◆ POLECENIA ◆
A - Wypisz z tekstu o wyroku Trybunału w sprawie czasu pracy techników elektroradiologii wszystkie zarzuty, jakie wnioskodawcy stawiali ekspertyzom Instytutu Medycyny Pracy im. Prof. J. Nofera w Łodzi.
B - Kontynuuj tekst o wyroku Trybunału w sprawie czasu pracy techników elektroradiologii, zaczynając zaraz po jego ostatnim zdaniu.

◆ FRAGMENT DOKUMENTU ◆
____________________
W ustnym uzasadnieniu TK wskazano, że zgadza się on ze stanowiskiem wnioskodawcy, iż przedłużenie czasu pracy techników medycznych elektroradiologii, bez stosownej rekompensaty finansowej, stanowi zdecydowanie niekorzystną zmianę ich sytuacji zawodowej, co – jak podkreślono - nie jest jednak równoznaczne z naruszeniem praw słusznie nabytych. Trybunał wskazał, że nie istnieje konstytucyjne prawo do skróconej normy czasu pracy, a czas pracy techników na pewno nie był objęty ochroną o charakterze nieprzemijającym.

Trybunał stwierdził, że ustawodawca ustalając nowy, dłuższy czas pracy, prawidłowo uregulował sytuację w toku, stosując długi okres przystosowawczy. Ustawodawca – jak wskazano w ustnym uzasadnieniu wyroku - nie ograniczył praw do uzyskanych i ukształtowanych na przykład do emerytury czy renty, ale zmienił normy czasu pracy na przyszłość w oparciu o analizy stanu faktycznego, dostosowując je do aktualnego stanu wiedzy technicznej. Nie można więc, w ocenie TK, mówić o naruszeniu zasady zaufania do państwa i stanowionego przez niego prawa.

W ocenie Trybunału, jeśli ryzyko związane z praca radiologów uległo zmniejszeniu i jest kontrolowane za pomocą skutecznych metod, to skrócona norma czasu pracy nie ma podstaw. Więcej nawet - jej utrzymywanie mogłoby się jawić jako uprzywilejowanie grupy pracowników.
 

Trybunał sygnalizował, że do oceny sytuacji techników z punktu widzenia bezpieczeństwa zasadnicze znaczenie ma nie czas pracy, lecz weryfikacja, czy na danym stanowisku są spełnione normy dla niego przewidziane.

W uzasadnieniu przypomniano, że wnioskodawcy kwestionowali ekspertyzy między innymi Instytutu Medycyny Pracy im. Prof. J. Nofera w Łodzi, które - ich zdaniem - nie odzwierciedlają rzeczywistości w zakresie szkodliwości promieniowania. Technicy przekonywali, że badania tego ośrodka były wykonane wyrywkowo, przy użyciu przestarzałych metod pomiaru. Związkowcy powoływali się jednocześnie na szacunki Laboratorium Dozymetrii Indywidualnej i Środowiskowej Instytutu Fizyki Jądrowej PAN w Krakowie, zgodnie z którymi przypadki otrzymywania dawek promieniowania większych niż graniczne nie są odosobnione.

Trybunał podkreślił w tym kontekście, że z informacji, które przekazano do Trybunału wynika, że mimo przedłużenia czasu pracy zagrożenie dla techników nie zwiększyło się.
____________________
◆ DOSTARCZONY MATERIAŁ ◆

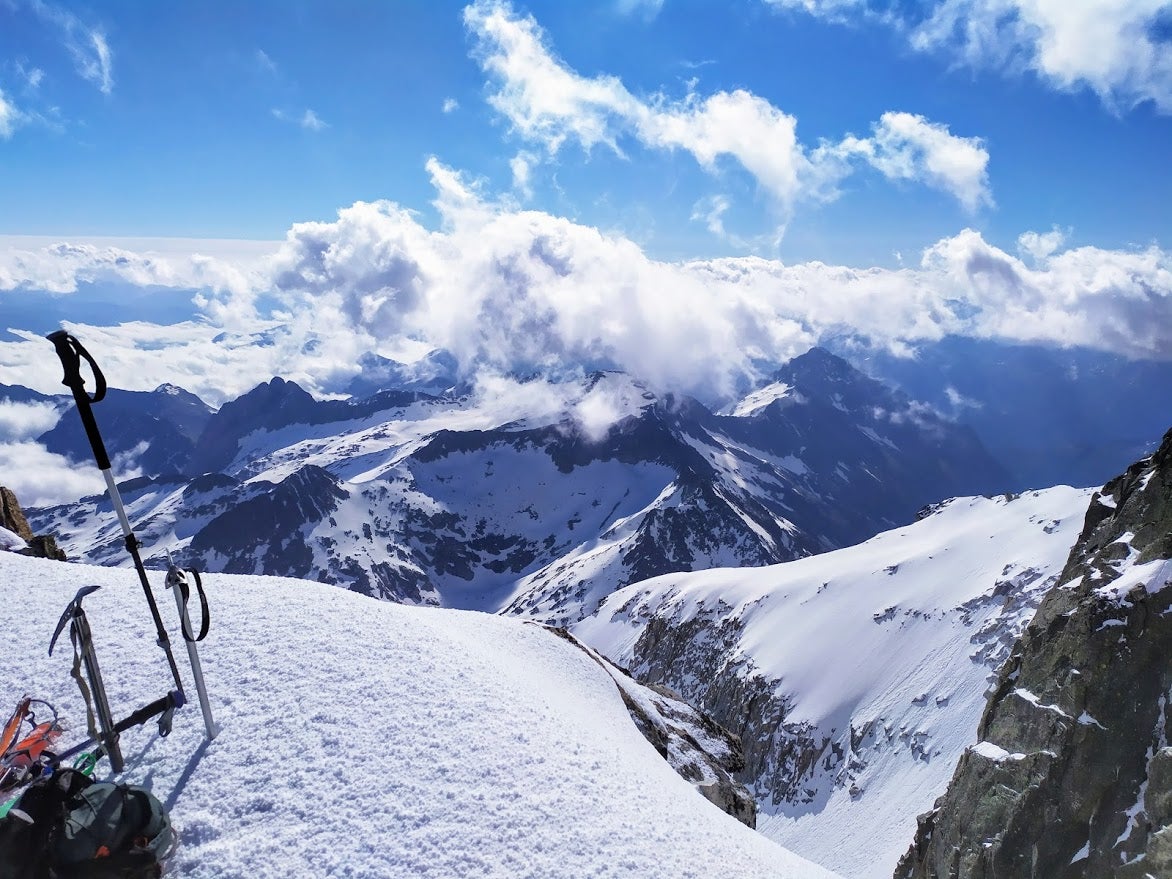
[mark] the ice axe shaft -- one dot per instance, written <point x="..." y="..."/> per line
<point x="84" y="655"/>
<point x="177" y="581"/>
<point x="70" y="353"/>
____________________
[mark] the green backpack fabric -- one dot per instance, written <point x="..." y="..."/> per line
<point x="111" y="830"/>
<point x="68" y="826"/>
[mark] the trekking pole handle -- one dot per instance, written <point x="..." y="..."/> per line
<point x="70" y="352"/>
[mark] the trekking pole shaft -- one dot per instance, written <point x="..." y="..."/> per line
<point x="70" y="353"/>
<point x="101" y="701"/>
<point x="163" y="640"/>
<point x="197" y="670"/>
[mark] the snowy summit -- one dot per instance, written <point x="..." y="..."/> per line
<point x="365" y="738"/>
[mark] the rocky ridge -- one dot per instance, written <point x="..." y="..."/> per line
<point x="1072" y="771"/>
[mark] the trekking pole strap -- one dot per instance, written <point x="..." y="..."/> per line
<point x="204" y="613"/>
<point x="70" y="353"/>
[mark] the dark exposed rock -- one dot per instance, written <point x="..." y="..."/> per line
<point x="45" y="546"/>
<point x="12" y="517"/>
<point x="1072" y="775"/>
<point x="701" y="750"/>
____________________
◆ ODPOWIEDZI ◆
A -
- Ekspertyzy nie odzwierciedlają rzeczywistości w zakresie szkodliwości promieniowania.
- Badania wykonano wyrywkowo.
- Badania przeprowadzono przy użyciu przestarzałych metod pomiaru.

B -
W uzasadnieniu wskazano jednocześnie, że nie można wykluczyć, że w przyszłości zostaną odkryte negatywne skutki odziaływania promieniowania jonizującego i negatywny wpływ innych narzędzi pracy techników elektroradiologii. Wówczas – jak wskazał TK - możliwa będzie ponowna ocena konstytucyjności przepisów.

Sędzia Teresa Liszcz argumentując swoje zdanie odrębne powiedziała, że nie ulega wątpliwości, że promieniowanie jonizujące, na które są narażeni technicy medyczni elektroradiologii, jest szkodliwe w każdej dawce. Zdaniem sędzi, skoro technicy elektroradiologii są narażeni na skutki, na jakie nie są narażeni inni pracownicy medyczni, to są podstawy, by traktować ich inaczej.

Podobne wątpliwości jak OZZTME - w zakresie zasadności wydłużenia czasu pracy - zgłaszał Ogólnopolski Związek Zawodowy Techników Medycznych Radioterapii (OZZTMR). Technicy radioterapii domagali się między innymi ustawowego wzrostu wynagrodzenia o 50 procent. Alternatywnym rozwiązaniem miałby być powrót do 5-godzinnego dnia pracy.

Resort zdrowia, odnosząc się wiosną do postulatów techników radioterapii, informował, że narażenie na promieniowanie jonizujące stosujących je pracowników jest bardzo niskie, a zarobki techników radioterapii nie odbiegają od poziomu płac innych techników medycznych.

Ministerstwo przypominało, że wydłużenie czasu pracy pracowników objętych do połowy 2014 roku skróconą, 5-godzinną dobową normą, nastąpiło na mocy ustawy o działalności leczniczej z 2011 roku. Resort wskazywał, że za zrównaniem czasu pracy pracowników podmiotów leczniczych przemawiały między innymi opinie Instytutu Medycyny Pracy im. prof. J. Nofera, Instytutu Medycyny Pracy i Zdrowia Środowiskowego w Sosnowcu, Rady Ochrony Pracy oraz konsultantów krajowych.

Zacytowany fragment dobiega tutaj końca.